[Collection entries]

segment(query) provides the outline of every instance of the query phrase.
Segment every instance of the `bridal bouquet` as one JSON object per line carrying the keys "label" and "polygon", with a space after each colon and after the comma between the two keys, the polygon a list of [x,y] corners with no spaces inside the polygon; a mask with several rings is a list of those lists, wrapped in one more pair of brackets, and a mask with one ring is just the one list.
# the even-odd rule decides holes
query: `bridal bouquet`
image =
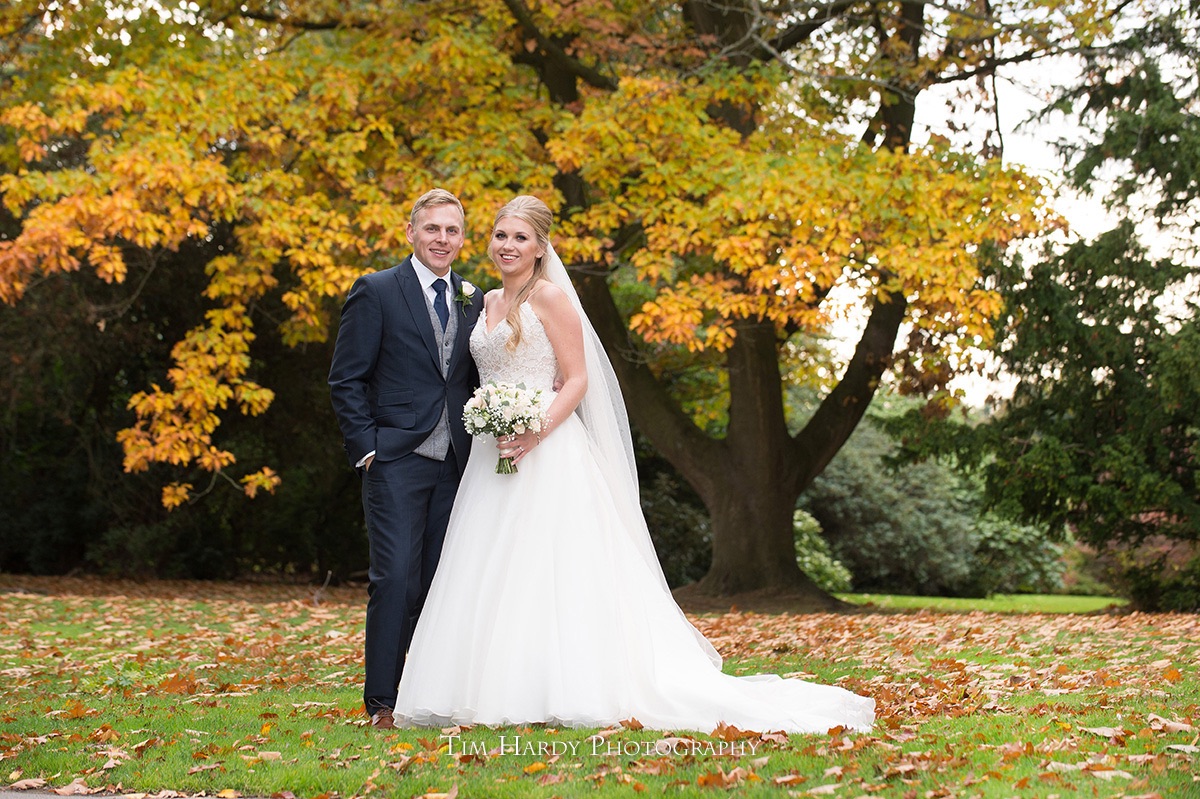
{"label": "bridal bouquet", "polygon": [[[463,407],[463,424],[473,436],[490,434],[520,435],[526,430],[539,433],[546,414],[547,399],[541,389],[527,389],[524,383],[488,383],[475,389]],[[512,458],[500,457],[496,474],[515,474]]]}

---

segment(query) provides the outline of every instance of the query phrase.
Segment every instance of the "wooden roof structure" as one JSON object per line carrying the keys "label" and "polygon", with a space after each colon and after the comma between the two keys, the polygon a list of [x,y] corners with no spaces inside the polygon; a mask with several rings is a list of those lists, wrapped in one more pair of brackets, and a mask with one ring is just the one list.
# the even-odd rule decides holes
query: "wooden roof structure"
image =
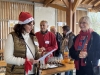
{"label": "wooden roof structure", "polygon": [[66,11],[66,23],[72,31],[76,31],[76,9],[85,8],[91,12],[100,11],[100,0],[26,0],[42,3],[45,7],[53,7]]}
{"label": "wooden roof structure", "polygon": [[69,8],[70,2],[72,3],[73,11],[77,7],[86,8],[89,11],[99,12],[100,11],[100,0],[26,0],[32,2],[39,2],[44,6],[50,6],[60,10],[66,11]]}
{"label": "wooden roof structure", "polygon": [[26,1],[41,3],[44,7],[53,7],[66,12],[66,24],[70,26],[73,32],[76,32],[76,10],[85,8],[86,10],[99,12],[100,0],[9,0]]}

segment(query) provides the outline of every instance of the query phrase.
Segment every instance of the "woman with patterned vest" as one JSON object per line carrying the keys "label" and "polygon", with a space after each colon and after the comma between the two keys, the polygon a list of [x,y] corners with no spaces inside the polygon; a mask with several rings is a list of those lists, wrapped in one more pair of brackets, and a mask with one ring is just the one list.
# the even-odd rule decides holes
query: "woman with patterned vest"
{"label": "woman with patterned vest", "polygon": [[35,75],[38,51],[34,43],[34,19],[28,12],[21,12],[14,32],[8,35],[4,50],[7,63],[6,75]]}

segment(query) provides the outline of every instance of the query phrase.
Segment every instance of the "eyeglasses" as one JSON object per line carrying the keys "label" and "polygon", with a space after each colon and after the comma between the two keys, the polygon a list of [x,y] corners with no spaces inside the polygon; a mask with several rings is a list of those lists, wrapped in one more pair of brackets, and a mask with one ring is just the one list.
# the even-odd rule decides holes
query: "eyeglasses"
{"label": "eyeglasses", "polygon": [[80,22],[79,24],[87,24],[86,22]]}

* * *

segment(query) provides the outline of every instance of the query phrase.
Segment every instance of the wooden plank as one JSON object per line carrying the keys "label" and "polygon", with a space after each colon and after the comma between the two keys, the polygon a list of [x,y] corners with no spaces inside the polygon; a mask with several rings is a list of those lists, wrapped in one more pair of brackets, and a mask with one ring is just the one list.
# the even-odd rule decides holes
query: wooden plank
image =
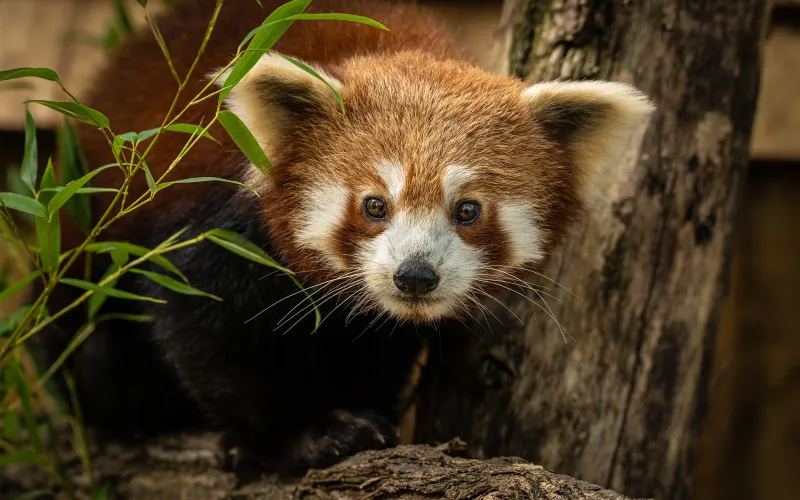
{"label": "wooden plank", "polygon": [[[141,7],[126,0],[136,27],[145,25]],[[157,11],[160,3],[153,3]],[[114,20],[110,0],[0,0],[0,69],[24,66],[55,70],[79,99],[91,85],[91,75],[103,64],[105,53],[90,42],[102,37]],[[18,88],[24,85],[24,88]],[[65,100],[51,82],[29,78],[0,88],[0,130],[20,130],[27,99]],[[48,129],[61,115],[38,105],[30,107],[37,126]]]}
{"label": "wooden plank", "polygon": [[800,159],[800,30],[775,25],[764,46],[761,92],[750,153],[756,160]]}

WHAT THE TASK ASKS | Take every line from the data that includes the word "between".

TASK OUTPUT |
Segment every instance of the `bridal bouquet` as one JSON object per line carrying the keys "label" and "polygon", with a space after each colon and after the comma between the two keys, the polygon a list of [x,y] corners with no spaces inside the polygon; a mask with several rings is a list of those lists, wrapped in one more pair of brackets, and a mask with one ring is just the one list.
Segment every instance of the "wooden roof structure" as one JSON object per line carrying the keys "label" and "polygon", with a space after each colon and after the comma between the two keys, the polygon a list of [x,y] corners with no spaces inside the polygon; a mask with several rings is a list of those lists, wrapped in one more pair of brackets, and a mask with one ring is just the one list.
Segment every instance of the "woman with patterned vest" as one JSON object per line carrying the keys "label" and "polygon", with a space after each colon and after the comma between the two keys, the polygon a list of [x,y] corners with no spaces inside the polygon; a mask with several rings is a list of those lists, wrapped in one more pair of brackets, and a mask with one ring is just the one list.
Segment every instance of the "eyeglasses" as one JSON object per line carrying the keys "label" and "polygon", with a space after each colon and after the comma between the two keys, the polygon a list of [x,y] corners with no spaces inside the polygon; a mask with several rings is a list of those lists, wrapped in one more pair of brackets, and a mask with one ring is just the one list.
Segment every instance of the wooden plank as one JSON object per line carrying the keys "label" and "polygon", with a space after each colon and after the comma between the two keys, the polygon a list of [x,y] corners with no spaces inside the polygon; a mask with several rings is a list of those lists, wrapped in one more pair of brackets, and a mask with one ring is just the one list.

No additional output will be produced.